__STATED TASK__. Rewrite the records from the line with "task | place a point on the wispy" to the line with "x=309, y=37", changing "foliage" to "leaves" and leaving everything else as it is.

— Begin INPUT MATERIAL —

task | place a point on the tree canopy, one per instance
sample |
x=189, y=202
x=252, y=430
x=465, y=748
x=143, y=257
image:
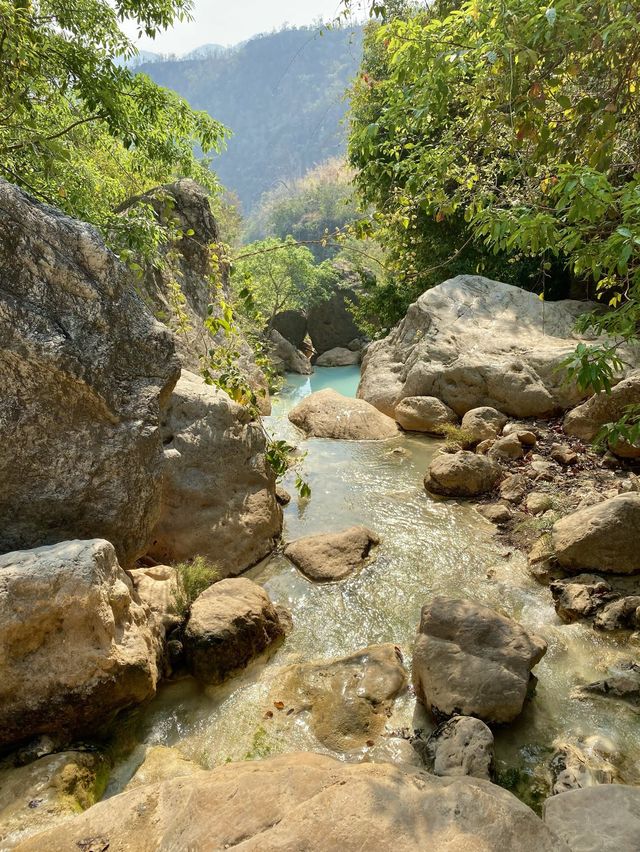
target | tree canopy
x=77, y=127
x=515, y=127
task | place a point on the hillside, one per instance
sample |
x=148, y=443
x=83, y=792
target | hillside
x=281, y=94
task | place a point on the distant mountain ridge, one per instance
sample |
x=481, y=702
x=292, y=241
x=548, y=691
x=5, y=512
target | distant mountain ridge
x=282, y=95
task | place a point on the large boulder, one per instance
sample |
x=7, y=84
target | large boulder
x=469, y=660
x=601, y=538
x=286, y=358
x=604, y=818
x=462, y=474
x=330, y=323
x=310, y=802
x=331, y=556
x=328, y=414
x=474, y=342
x=193, y=253
x=424, y=414
x=347, y=700
x=75, y=644
x=586, y=420
x=218, y=494
x=338, y=357
x=230, y=624
x=85, y=375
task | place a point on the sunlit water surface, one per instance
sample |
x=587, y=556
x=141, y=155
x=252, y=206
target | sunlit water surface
x=428, y=547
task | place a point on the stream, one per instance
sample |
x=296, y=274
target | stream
x=428, y=547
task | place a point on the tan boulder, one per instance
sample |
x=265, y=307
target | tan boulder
x=347, y=699
x=308, y=802
x=424, y=414
x=604, y=818
x=602, y=537
x=483, y=423
x=230, y=624
x=462, y=745
x=462, y=474
x=76, y=646
x=475, y=342
x=162, y=763
x=218, y=496
x=470, y=660
x=331, y=556
x=328, y=414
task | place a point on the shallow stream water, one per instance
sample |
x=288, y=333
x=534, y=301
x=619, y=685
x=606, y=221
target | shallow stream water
x=428, y=547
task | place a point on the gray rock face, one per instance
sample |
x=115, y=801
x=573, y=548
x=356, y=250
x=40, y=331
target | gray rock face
x=601, y=537
x=473, y=342
x=331, y=324
x=331, y=556
x=218, y=493
x=292, y=325
x=586, y=420
x=461, y=746
x=310, y=802
x=286, y=358
x=424, y=414
x=338, y=357
x=469, y=660
x=185, y=204
x=85, y=375
x=230, y=623
x=462, y=474
x=76, y=645
x=604, y=818
x=328, y=414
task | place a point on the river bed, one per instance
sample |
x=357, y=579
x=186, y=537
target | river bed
x=428, y=547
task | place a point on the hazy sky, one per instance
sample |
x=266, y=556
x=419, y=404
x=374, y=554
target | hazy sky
x=227, y=22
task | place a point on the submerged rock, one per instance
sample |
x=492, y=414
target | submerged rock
x=230, y=624
x=328, y=414
x=424, y=414
x=218, y=496
x=48, y=792
x=331, y=556
x=462, y=474
x=604, y=818
x=347, y=698
x=473, y=342
x=85, y=373
x=340, y=356
x=462, y=745
x=602, y=537
x=470, y=660
x=76, y=646
x=310, y=802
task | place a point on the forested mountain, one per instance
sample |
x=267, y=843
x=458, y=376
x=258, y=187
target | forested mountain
x=281, y=94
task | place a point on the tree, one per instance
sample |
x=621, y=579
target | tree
x=321, y=202
x=518, y=123
x=77, y=127
x=277, y=275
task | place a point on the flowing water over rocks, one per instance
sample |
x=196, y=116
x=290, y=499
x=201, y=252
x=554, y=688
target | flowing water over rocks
x=428, y=547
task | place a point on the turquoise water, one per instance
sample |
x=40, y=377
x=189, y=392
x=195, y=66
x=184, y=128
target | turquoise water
x=427, y=547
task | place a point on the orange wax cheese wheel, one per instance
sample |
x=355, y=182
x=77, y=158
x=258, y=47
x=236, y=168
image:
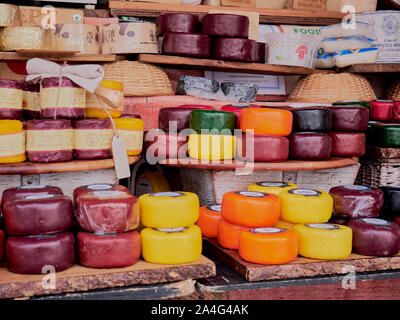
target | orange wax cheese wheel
x=251, y=209
x=267, y=121
x=269, y=245
x=229, y=234
x=209, y=217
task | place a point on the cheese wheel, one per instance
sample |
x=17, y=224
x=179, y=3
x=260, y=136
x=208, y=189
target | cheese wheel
x=356, y=201
x=316, y=119
x=226, y=25
x=30, y=254
x=12, y=141
x=269, y=245
x=375, y=237
x=324, y=241
x=186, y=44
x=169, y=209
x=209, y=217
x=171, y=246
x=350, y=118
x=212, y=146
x=305, y=206
x=108, y=250
x=49, y=140
x=250, y=208
x=38, y=214
x=229, y=234
x=311, y=146
x=263, y=148
x=348, y=144
x=275, y=187
x=267, y=121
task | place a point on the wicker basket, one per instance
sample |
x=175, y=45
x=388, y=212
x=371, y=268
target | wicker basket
x=139, y=79
x=328, y=88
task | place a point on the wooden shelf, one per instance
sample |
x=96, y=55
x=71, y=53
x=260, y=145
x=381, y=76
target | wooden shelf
x=273, y=16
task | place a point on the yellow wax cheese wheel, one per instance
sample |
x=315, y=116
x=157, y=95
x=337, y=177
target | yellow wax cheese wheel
x=324, y=241
x=171, y=246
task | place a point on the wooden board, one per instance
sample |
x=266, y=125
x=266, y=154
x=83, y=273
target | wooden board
x=274, y=16
x=301, y=267
x=79, y=278
x=219, y=65
x=25, y=168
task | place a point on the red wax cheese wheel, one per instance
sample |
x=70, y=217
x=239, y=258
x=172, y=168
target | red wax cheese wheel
x=187, y=44
x=236, y=49
x=375, y=237
x=267, y=121
x=310, y=146
x=108, y=250
x=226, y=25
x=229, y=234
x=209, y=217
x=348, y=144
x=250, y=209
x=350, y=118
x=356, y=201
x=30, y=254
x=262, y=148
x=107, y=211
x=38, y=214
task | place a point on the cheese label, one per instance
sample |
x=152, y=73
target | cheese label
x=12, y=144
x=49, y=140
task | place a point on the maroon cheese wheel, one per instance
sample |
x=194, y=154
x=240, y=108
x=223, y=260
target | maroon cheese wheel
x=235, y=49
x=356, y=201
x=310, y=146
x=226, y=25
x=266, y=148
x=348, y=144
x=178, y=22
x=50, y=151
x=29, y=254
x=38, y=214
x=108, y=250
x=102, y=135
x=375, y=237
x=187, y=44
x=350, y=118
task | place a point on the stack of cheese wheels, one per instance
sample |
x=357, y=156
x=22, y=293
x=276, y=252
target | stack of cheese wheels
x=37, y=219
x=170, y=235
x=107, y=216
x=264, y=134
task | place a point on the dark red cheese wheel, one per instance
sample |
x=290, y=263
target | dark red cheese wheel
x=263, y=148
x=109, y=250
x=348, y=144
x=235, y=49
x=375, y=237
x=38, y=214
x=356, y=201
x=187, y=44
x=310, y=146
x=177, y=22
x=28, y=255
x=350, y=118
x=226, y=25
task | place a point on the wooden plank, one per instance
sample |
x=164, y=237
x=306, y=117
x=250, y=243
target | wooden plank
x=301, y=267
x=275, y=16
x=79, y=278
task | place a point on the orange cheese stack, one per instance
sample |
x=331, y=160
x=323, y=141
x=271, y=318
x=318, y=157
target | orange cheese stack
x=269, y=245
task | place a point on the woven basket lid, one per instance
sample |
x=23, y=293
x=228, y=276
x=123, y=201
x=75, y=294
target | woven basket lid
x=332, y=87
x=139, y=79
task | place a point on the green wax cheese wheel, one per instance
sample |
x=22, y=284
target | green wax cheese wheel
x=217, y=122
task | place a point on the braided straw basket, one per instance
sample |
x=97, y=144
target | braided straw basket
x=139, y=79
x=331, y=87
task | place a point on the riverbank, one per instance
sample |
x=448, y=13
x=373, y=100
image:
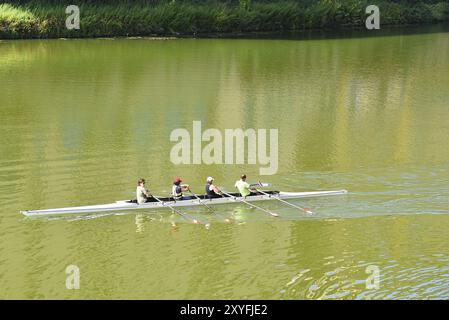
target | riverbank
x=108, y=18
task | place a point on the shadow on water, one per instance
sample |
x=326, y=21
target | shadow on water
x=340, y=33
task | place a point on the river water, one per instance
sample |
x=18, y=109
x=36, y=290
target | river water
x=81, y=120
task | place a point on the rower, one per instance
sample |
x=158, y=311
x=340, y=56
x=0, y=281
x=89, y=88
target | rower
x=244, y=187
x=178, y=188
x=211, y=190
x=142, y=194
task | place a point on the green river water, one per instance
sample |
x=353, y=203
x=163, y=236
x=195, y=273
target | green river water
x=81, y=120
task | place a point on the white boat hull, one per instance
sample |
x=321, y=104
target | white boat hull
x=126, y=205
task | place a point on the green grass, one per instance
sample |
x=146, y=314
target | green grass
x=109, y=18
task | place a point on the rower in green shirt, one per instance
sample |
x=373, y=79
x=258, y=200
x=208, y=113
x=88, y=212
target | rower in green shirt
x=244, y=187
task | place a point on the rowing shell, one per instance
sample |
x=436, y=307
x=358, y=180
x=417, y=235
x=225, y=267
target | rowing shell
x=166, y=202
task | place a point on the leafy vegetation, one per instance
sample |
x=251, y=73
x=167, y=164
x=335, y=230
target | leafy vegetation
x=109, y=18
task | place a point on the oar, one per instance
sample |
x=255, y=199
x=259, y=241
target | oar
x=208, y=207
x=283, y=201
x=250, y=204
x=185, y=216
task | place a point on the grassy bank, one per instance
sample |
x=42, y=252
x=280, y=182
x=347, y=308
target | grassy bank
x=109, y=18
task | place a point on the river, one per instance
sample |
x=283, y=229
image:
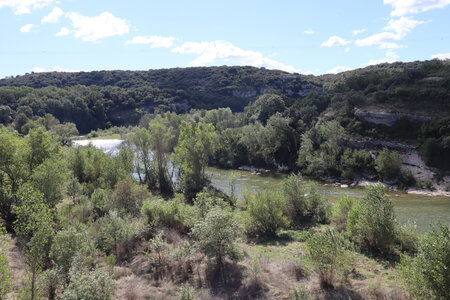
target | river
x=421, y=209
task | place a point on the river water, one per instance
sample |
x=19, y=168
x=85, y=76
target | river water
x=420, y=209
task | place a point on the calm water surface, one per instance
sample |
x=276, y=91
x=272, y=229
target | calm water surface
x=423, y=210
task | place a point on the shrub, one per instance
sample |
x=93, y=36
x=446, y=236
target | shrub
x=341, y=211
x=371, y=221
x=388, y=164
x=427, y=275
x=5, y=270
x=217, y=233
x=265, y=213
x=406, y=180
x=407, y=237
x=173, y=214
x=328, y=255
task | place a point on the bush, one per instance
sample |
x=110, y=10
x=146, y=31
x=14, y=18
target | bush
x=371, y=221
x=406, y=180
x=388, y=164
x=173, y=214
x=427, y=275
x=265, y=214
x=341, y=211
x=328, y=255
x=217, y=233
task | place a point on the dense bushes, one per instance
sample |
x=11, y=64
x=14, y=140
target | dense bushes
x=427, y=275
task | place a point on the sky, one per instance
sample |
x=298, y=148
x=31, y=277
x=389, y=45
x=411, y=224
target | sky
x=307, y=37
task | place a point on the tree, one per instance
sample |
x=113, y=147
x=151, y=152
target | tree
x=371, y=221
x=64, y=133
x=195, y=145
x=217, y=233
x=35, y=224
x=327, y=253
x=160, y=138
x=5, y=270
x=388, y=163
x=427, y=275
x=265, y=213
x=49, y=178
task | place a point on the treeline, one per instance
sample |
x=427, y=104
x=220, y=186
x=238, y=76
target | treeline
x=80, y=216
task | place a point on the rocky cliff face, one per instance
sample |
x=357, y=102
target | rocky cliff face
x=384, y=118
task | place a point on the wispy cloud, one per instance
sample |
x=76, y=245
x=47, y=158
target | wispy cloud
x=20, y=7
x=27, y=28
x=54, y=69
x=154, y=41
x=358, y=31
x=406, y=7
x=63, y=31
x=335, y=41
x=442, y=56
x=90, y=29
x=338, y=69
x=214, y=51
x=396, y=30
x=53, y=16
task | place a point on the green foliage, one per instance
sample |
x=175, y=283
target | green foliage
x=88, y=284
x=186, y=292
x=66, y=244
x=195, y=146
x=128, y=197
x=427, y=276
x=388, y=164
x=328, y=254
x=5, y=270
x=114, y=234
x=173, y=214
x=341, y=212
x=49, y=178
x=406, y=179
x=371, y=221
x=217, y=233
x=264, y=214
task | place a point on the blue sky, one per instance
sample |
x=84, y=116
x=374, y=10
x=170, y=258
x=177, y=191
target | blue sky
x=309, y=37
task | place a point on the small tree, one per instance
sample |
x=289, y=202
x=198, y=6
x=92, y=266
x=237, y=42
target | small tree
x=217, y=233
x=327, y=253
x=371, y=221
x=427, y=275
x=265, y=213
x=388, y=163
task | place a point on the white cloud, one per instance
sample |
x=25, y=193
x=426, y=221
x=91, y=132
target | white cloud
x=53, y=16
x=402, y=26
x=54, y=69
x=21, y=7
x=63, y=31
x=441, y=56
x=154, y=40
x=335, y=41
x=90, y=29
x=358, y=31
x=405, y=7
x=395, y=31
x=338, y=69
x=209, y=52
x=27, y=28
x=390, y=57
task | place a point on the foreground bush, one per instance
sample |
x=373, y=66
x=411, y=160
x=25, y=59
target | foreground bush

— End INPUT MATERIAL —

__EXERCISE SOLUTION__.
task | place a point on the wispy cloud, one per instance
sample |
x=76, y=245
x=47, y=158
target | wispy cloud
x=20, y=7
x=27, y=28
x=54, y=69
x=154, y=41
x=358, y=31
x=406, y=7
x=63, y=31
x=335, y=41
x=442, y=56
x=90, y=29
x=338, y=69
x=214, y=51
x=396, y=30
x=53, y=16
task | place a point on the green leaves, one per instance
sample |
x=175, y=283
target | green leaves
x=88, y=284
x=186, y=292
x=66, y=244
x=195, y=146
x=128, y=197
x=427, y=276
x=388, y=164
x=328, y=254
x=5, y=270
x=114, y=234
x=173, y=214
x=341, y=212
x=49, y=178
x=406, y=179
x=371, y=221
x=217, y=233
x=264, y=214
task | place a point on the blue sky, one per instance
sample |
x=84, y=116
x=374, y=10
x=170, y=258
x=177, y=191
target | blue sky
x=309, y=37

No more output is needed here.